Top of Supplied information

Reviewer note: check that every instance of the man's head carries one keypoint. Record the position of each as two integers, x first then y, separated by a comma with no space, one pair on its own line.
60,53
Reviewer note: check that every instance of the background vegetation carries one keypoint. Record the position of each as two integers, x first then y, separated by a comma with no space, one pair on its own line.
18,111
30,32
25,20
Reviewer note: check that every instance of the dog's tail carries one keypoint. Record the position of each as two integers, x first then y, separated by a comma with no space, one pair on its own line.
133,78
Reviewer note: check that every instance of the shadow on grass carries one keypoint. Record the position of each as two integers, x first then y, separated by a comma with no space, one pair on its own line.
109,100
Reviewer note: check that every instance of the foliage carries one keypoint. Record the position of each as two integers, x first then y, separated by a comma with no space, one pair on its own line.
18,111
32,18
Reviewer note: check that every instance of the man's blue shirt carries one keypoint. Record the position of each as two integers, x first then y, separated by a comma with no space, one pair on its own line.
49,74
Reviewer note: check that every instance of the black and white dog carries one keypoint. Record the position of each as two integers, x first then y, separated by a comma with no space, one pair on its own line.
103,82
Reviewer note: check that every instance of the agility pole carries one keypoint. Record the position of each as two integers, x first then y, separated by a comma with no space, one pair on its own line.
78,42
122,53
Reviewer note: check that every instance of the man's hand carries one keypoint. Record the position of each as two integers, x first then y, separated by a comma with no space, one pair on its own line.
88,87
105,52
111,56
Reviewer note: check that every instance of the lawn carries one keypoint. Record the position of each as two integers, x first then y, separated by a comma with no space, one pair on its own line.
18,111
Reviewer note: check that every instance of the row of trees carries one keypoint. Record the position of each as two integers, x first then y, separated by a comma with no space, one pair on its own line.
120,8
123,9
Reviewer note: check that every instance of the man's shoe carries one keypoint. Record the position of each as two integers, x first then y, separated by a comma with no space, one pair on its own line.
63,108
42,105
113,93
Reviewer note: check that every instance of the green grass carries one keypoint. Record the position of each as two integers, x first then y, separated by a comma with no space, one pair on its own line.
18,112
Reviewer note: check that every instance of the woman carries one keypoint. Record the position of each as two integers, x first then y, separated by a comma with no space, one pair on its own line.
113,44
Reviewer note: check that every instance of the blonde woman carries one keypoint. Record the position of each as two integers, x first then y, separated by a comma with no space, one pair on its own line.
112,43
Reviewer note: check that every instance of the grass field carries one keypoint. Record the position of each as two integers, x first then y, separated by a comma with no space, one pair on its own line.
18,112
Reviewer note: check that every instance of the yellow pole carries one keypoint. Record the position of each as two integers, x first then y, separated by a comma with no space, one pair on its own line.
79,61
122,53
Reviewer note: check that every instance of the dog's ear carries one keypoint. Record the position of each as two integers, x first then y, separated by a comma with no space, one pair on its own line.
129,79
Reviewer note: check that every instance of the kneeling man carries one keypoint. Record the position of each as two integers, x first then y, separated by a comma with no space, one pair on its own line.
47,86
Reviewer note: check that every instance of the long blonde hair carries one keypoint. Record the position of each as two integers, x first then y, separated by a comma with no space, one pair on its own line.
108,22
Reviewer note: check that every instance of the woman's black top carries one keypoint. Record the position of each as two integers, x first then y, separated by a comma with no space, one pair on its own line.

Bottom of Supplied information

Please reproduce, word for word, every line from the line with "Reviewer note: check that every instance of the blonde" to the final line above, including both ends.

> **Exercise output**:
Reviewer note: check that every instance of the blonde woman carries one keypoint. Record the position of each as two integers, x first then y, separated by a comma with no space, one pair on its own line.
112,43
Reviewer note: check that every instance of the grass field carries one keypoint. Record the position of each as two integers, x first then y, separated by a comma with no space, one pair on its own line.
18,112
Reviewer note: check that every instance of the yellow pole carries one keypoint. Record the position of each as two integers, x first then y, separated by a comma with no space, one pair on its own line.
79,61
122,53
Reviewer note: check that every instance of the dog's ear carries one keypoint. Record the position of each as two integers, x first then y, separated by a comma with no space, one pair on its own line.
129,79
Reviewer note: check that every instance of the kneeling man carries one keypoint. Record the position of each as two integers, x first then y, separated by a comma with no space, one pair on its own line.
47,86
Reviewer note: check that every instance of the long blonde hair carries one keypoint. Record the position of each as two integers, x first then y, separated by a comma with no space, one pair on its own line.
108,22
Reviewer note: check that every instance of the woman's black top carries one keypoint. Record the position of each as two integers, x first then y, separated by a comma with no space, one pair on its own line.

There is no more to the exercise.